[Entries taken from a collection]
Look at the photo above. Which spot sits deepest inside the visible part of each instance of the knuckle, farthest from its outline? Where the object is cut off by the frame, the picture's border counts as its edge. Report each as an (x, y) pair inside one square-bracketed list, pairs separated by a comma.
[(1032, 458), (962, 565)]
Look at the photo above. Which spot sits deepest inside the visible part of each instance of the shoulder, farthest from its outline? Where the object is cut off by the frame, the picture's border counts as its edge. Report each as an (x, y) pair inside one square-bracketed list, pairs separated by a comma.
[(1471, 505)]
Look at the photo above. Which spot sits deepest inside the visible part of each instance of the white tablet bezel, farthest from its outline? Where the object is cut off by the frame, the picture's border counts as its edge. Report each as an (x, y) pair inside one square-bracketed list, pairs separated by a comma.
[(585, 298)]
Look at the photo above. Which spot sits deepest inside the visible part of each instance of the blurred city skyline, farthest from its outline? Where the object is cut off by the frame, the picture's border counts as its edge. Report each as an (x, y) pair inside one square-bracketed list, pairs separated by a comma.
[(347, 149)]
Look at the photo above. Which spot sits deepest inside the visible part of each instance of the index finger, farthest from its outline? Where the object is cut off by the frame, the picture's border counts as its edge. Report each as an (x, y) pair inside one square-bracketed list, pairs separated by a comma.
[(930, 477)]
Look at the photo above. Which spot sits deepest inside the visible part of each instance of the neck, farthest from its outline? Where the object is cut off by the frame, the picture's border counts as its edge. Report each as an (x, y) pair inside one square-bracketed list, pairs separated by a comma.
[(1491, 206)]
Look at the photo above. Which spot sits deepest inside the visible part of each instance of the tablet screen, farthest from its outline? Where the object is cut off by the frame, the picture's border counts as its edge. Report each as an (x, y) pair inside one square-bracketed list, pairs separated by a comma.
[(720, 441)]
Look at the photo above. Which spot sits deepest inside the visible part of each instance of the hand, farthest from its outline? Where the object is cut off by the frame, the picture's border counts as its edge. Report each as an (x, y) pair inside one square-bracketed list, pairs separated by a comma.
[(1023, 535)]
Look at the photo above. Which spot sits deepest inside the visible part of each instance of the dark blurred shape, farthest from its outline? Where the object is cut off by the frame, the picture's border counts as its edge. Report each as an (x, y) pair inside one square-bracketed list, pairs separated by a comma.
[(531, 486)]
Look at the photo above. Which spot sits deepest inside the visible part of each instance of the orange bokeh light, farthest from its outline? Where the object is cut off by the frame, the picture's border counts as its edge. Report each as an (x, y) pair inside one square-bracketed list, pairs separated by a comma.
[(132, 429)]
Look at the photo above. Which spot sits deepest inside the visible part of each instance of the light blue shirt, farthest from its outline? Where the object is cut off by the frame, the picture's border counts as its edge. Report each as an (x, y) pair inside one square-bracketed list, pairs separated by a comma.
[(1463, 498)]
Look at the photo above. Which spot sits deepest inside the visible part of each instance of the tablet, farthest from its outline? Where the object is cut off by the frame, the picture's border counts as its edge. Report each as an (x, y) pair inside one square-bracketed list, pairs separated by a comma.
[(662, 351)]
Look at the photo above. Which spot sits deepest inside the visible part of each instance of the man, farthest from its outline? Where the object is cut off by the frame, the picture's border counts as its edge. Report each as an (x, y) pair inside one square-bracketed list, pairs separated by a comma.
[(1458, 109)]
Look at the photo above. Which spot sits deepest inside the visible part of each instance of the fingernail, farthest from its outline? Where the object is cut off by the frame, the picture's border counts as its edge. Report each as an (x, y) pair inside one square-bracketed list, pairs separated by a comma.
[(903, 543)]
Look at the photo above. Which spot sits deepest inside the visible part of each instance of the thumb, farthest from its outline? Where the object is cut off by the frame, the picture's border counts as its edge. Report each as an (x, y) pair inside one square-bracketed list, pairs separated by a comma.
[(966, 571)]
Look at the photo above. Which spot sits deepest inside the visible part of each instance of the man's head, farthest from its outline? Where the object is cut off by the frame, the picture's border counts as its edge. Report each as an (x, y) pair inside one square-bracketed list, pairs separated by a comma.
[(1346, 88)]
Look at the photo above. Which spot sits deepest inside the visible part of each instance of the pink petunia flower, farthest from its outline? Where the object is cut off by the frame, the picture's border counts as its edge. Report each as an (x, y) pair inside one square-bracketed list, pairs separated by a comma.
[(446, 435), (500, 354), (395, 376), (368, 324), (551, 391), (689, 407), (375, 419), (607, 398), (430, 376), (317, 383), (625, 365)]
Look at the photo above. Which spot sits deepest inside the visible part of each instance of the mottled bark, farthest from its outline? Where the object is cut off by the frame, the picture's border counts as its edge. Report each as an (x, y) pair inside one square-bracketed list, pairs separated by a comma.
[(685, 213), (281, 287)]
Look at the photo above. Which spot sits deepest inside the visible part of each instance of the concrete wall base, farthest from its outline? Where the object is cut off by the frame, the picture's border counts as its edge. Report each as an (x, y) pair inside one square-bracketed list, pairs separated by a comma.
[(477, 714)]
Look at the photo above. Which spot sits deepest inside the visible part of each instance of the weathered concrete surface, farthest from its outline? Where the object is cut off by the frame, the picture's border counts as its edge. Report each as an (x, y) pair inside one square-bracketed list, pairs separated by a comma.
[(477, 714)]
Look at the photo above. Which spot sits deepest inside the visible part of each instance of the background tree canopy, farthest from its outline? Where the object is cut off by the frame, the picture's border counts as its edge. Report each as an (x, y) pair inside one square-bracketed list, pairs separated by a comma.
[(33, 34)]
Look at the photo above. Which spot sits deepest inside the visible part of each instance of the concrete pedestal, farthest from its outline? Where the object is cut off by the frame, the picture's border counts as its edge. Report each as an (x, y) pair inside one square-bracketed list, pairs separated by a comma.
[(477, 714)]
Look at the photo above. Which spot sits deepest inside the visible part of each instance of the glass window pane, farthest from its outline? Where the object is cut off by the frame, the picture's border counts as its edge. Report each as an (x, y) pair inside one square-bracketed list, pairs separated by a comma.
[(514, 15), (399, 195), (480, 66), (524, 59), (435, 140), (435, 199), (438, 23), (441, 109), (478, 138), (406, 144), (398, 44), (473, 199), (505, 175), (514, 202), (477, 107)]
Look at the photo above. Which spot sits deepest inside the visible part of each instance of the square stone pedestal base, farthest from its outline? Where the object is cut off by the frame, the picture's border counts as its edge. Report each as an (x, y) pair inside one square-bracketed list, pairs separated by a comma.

→ TRY IT
What's wanted is each line above, transcribed with nothing altered.

→ WORKED SOLUTION
Look at the photo above. Which spot sits deepest inside the visible part of each instance of the knuckle, farthest from its outline? Where the object is cut off by the frame, the picture's border counts as its edge. Report each as an (x, y) pair inside one square-bracketed list, pairs separated by a comma.
[(1032, 458), (962, 565)]
Look at the photo above. Which spot sits deepest inside the visible part of each instance of the shoulder, farthest from its outline? Where the object is cut off by the frame, the picture's border counts as its edge. Report each as an (x, y) pair inside one square-bracketed list, pairs separated by a comma.
[(1471, 505)]
Look at the photo above. Which spot sits deepest inside the visible part of each instance of the white tablet bezel, farthest from its outline? Where the object is cut off by the frame, the picture's border counts as its edge. Report each as an (x, y) pair inside one square-bracketed list, pairs separated by a comma.
[(585, 298)]
Look at the photo above. Which spot sits deepest inside the visible part of each instance of the blurred city skyline, farthest from its outline? Where the object is cut off by the frame, the picture's border counts as its edge. Report each as an (x, y) pair inside one square-bracketed list, pairs separated by a comma.
[(347, 149)]
Look at the photo above. Which spot sits deepest inside the visible part of each instance of the index finger, farthest from its outline? Where the object is cut off by the frame, the picture's border counts as its edge. Report each as an (x, y) pair inside one square-bracketed list, pairs separated by a comma.
[(930, 477)]
Look at the photo above. Which spot sits deepest inside the visible part of each instance of the neck, farthest from its outline? Where the object is cut off by the frame, the picture's border counts as its edge. Report each as an (x, y) pair inside one square-bracketed list, pairs separated by a comma.
[(1491, 206)]
Look at the photo above. Which spot sits deepest inside the visible part of each instance of the tablet screen, farthest from its outline? Where the object is cut off by the frame, the picture's border counts as its edge. Report each as an (x, y) pair inside one square-bracketed list, pairs separated by a comma.
[(720, 441)]
Look at the photo above. Which spot sits deepest inside the visible part of each instance of the hand, farthest from its outline? Where the object is cut off by the frame, the picture's border counts as its edge. Report each as an (x, y) pair inside one square-bracketed list, pairs separated by a comma.
[(1023, 535)]
Look at the photo above. Which spot sits deepest inside the visible part of each instance of the dark blurred shape, farthest from its outline? Where the object is cut off by the frame, the picture's border counts as its edge. Report each as an (x, y) pair inside one square-bracketed list, pairs separated by a comma.
[(531, 486)]
Look at the photo above. Which spot sits deepest inside the visible part of each instance of the orange bokeh light, farthest from its outline? Where the object is cut off by the frame, the picture's border counts as its edge. Report each as an (x, y) pair inside one square-bracketed list, pairs separated by a comma.
[(132, 429)]
Look at the photo above. Which spot sits deepest inside the visible part of each instance of the light blue shirt, farthest from its outline? Where the object is cut off by the frame, the picture's border counts as its edge. Report each as an (x, y) pair inside one square-bracketed list, pairs separated by a comma.
[(1463, 498)]
Look at the photo above. Which spot sits deepest inside the visible part of each instance of the tablet, farthest from its outline? Where the object is cut off by the frame, the picture's border counts as its edge. Report each as an (x, y) pair inside one square-bracketed list, pairs separated by a comma.
[(662, 351)]
Look at the photo above. Which spot sits deepest inside the visible part of each instance of the man, farthest from its outline? Where the object is cut off by the frame, the picture's border counts as its edge. Report each as an (x, y) pair inside one square-bracketed list, pairs separated by a comma.
[(1458, 109)]
Look at the photo above. Which spot sits deepest inside the visible part of each instance of the fingernail, farthest from its outline? Where the object is cut off by the frame, the picture's border counts as its edge. Report each as an (x, y) pair inside one square-bracketed list, pairs separated by a comma.
[(903, 543)]
Look at the photo above. Which spot sits deepest inside the visible part of each instance of the thumb, farthest from its outline? Where the object is cut off by the frame, the picture's border counts as its edge. Report each as an (x, y) pair inside one square-bracketed list, pairs separated by a comma.
[(966, 571)]
Look at the photo above. Which spot sits deepest inside the visible part of each instance of the man's head, farthest from its outline? Where the object is cut off by the frame, the picture's border counts as its edge. Report each as an (x, y) pair inside one square-bracketed list, pairs separated by a comma.
[(1346, 88)]
Look at the photo above. Which spot sits deepest inside the visible part of each instance of the pink petunia flower, farthest from its outline? Where the object is cut off by the frame, the picture's border counts as its edge. Report each as an (x, y) pair inside one square-bracketed list, pairs separated by a comma.
[(446, 435), (500, 354), (395, 376), (368, 324), (551, 391), (689, 407), (375, 419), (607, 398), (430, 376), (317, 383), (625, 365)]
Look at the photo above. Which spot sits deepest inside the visible part of each instance of the mottled bark, farthest from its outline? Where the object is cut off by the frame, the picture's border counts as its edge. Report each as an (x, y) pair inside one square-bracketed list, pairs separated by a comma.
[(685, 213), (281, 287)]
Look at the photo above. Which spot sits deepest inside the visible part of each instance of the concrete wall base, farthest from its outline? Where the object is cut off by the frame, the picture's border counts as its edge. Report each as an (x, y) pair inside one square-bracketed list, pairs separated by a comma.
[(477, 714)]
Look at the photo above. Which spot sits deepest inside the visible part of each instance of the weathered concrete surface, farthest from its outline? Where the object is cut off by the frame, the picture's border counts as its edge. Report each as an (x, y) pair inside one square-bracketed list, pairs separated by a comma.
[(477, 714)]
Look at the photo above. Which spot sits deepest inside the visible part of each instance of the background tree canopy, farthest from its outline? Where the object is cut off by the frame, the picture's border counts as its edge. Report each as an (x, y) pair inside one square-bracketed list, pairs separated by a comma.
[(33, 34)]
Look at the photo above. Which spot sits deepest inside the visible part of each instance of the concrete pedestal, farthest from its outline? Where the object is cut off by the frame, the picture's border counts as its edge. Report each as an (x, y) pair inside one square-bracketed list, pairs separated by a comma.
[(477, 714)]
Look at the photo above. Which spot sits deepest inside the visible part of each instance of the glass window pane, farthest from its outline? Where the object is cut off by the frame, the picture's border counts as its edge. Report each as an (x, y) pair inside one square-bracketed list, pairs separated by a comma.
[(514, 15), (399, 195), (480, 66), (524, 59), (435, 140), (435, 199), (438, 23), (441, 109), (478, 138), (406, 144), (398, 44), (473, 199), (505, 175), (514, 202), (477, 107)]
Look at the photo above. Which spot sits deepest inside the visible part of each instance of the square stone pedestal base, farthest from its outline? Where the object is cut off by the frame, the picture's border counts as its edge. Report each as an (x, y) pair inside one square-bracketed list, pairs separated by a comma.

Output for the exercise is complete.